Directives:
1. From the post on how Chinese characters developed, list every source the writer recommends for reading more about the topic.
2. In the post on how Chinese characters developed, what did the early simple writing system carve symbols on?
3. Go on with the post on how Chinese characters developed, starting right after its last sentence.
— Begin Passage given —
What I can remember from our classes is as follows: It started from knots of rope to distinguish an event or a day or something out of the ordinary, then when there were too many things that it became difficult to distinguish they invented a simple writing system carving symbols on turtle shells or other hard flat objects. This gradually grew more complex, and as paper was invented (in China by 蔡伦) and writing tools changed the characters began to be more rounded in the edges, from 隶书 to 草书 then to 楷书 of Chinese calligraphy fame, as in the different types such as 小楷、中楷、大楷 then to 行书 and characters more like the modern (traditional?) Chinese characters we use today.
It really brought home just how ancient the language is and I thought it was pretty cool.


Can you provide some links where to learn about that?


I wrote a comment a while ago, but strangely it has not been posted. I will try to recall what I said before. I took time to search for English sources, since mine were all in Chinese.

You can do a simple "development of Chinese characters" google search, many useful links will turn up. Here are some examples which I've proofread, at least the gist of it. The links are not meant to be 100% useable, but rather provide a guide as to where to find these sources.

  1. Brown University's introduction: similar to what I've mentioned earlier, with some history on the Kangxi dictionary. https://www.brown.edu/about/administration/international-affairs/year-of-china/language-and-cultural-resources/introduction-chinese-characters/introduction-chinese-characters

  2. Omniglot has several examples, as well as scripts of Chinese calligraphy, which I will expound on below. It also has links to other resources, none of which I clicked on but looked useful to learners. https://www.omniglot.com/chinese/evolution.htm

  3. Good ol' Encyclopaedia Britannica, which includes how writing came to be unified, as opposed by the numerous spoken dialects, under 秦始皇. https://www.britannica.com/topic/Chinese-writing/Characteristics

  4. Wikipedia. 'Nuff said. https://en.wikipedia.org/wiki/Chinese_characters

These should be enough for a good read as a beginner with an interest in Chinese language history. I will now move on to Chinese calligraphy, or, historically, written Chinese.
— End Passage given —
— Begin Raw data —
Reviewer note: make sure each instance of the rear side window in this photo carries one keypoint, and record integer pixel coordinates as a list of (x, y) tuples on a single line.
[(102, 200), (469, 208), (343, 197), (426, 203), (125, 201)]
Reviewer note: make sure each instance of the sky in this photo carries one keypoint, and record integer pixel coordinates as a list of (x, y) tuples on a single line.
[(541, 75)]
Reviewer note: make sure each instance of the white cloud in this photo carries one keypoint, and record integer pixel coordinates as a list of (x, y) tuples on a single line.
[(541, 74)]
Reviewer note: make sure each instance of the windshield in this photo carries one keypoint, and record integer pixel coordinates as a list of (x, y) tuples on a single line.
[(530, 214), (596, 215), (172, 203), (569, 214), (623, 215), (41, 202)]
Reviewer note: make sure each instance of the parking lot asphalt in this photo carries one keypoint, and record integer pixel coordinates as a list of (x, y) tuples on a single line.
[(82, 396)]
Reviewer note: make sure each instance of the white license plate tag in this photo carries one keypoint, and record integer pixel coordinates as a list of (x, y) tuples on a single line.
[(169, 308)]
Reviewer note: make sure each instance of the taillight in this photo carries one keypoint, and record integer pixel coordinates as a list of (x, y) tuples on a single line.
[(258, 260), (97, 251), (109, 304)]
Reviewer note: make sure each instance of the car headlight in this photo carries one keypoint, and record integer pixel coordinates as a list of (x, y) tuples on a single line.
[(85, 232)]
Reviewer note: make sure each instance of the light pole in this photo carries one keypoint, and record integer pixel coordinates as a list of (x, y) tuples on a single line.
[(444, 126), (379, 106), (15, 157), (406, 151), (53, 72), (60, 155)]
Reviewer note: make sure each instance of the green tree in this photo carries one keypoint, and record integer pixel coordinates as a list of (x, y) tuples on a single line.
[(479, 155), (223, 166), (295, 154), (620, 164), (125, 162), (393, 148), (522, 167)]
— End Raw data —
— Begin Raw data —
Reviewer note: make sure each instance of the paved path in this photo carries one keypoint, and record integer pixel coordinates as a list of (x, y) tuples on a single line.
— End Raw data —
— Begin Raw data —
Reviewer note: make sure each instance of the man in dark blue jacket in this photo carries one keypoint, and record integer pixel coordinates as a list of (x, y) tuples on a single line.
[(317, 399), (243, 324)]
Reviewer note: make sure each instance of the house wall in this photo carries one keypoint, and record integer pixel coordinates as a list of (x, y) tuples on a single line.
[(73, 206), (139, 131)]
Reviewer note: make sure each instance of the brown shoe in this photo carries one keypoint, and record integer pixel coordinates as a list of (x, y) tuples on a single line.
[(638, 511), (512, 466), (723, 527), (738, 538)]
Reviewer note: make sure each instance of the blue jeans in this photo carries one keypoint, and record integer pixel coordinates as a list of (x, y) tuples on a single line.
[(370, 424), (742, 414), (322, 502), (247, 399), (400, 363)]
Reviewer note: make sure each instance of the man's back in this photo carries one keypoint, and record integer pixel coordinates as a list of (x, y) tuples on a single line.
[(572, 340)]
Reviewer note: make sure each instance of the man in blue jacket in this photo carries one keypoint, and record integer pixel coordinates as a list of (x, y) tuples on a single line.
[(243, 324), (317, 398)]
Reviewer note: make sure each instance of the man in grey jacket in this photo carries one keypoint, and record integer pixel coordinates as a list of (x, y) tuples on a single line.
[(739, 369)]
— End Raw data —
Task responses:
1.
Brown University's introduction
Omniglot
Encyclopaedia Britannica
Wikipedia

2. Turtle shells or other hard flat objects.

3.
A Brief Introduction to Chinese Calligraphy:

There were many scripts in which Chinese was written. These were developed for various reasons, even for top-secret military and political operations. I've listed some examples below. (Source: Omniglot)

  1. 小篆 Small seal script - the name explains the function.

  2. 隶书 Clerical script

  3. 楷书 Standard script - Still taught in schools to this day, usually the medium sized form (中楷). The Lunar Chinese Festival, or Spring Festival, 对联 uses 大楷, as far as I know. There is also 小楷.

  4. 行书 Running script

  5. 草书 Draft script

  6. 简体 Simplified form & 繁体 Traditional Form - the modern forms used today.

In the past, it was believed that your writing showcased your personality. Therefore scholars would begin learning how to write from young, when they officially started to learn how to read and write (启蒙). This would then become a lifelong practice.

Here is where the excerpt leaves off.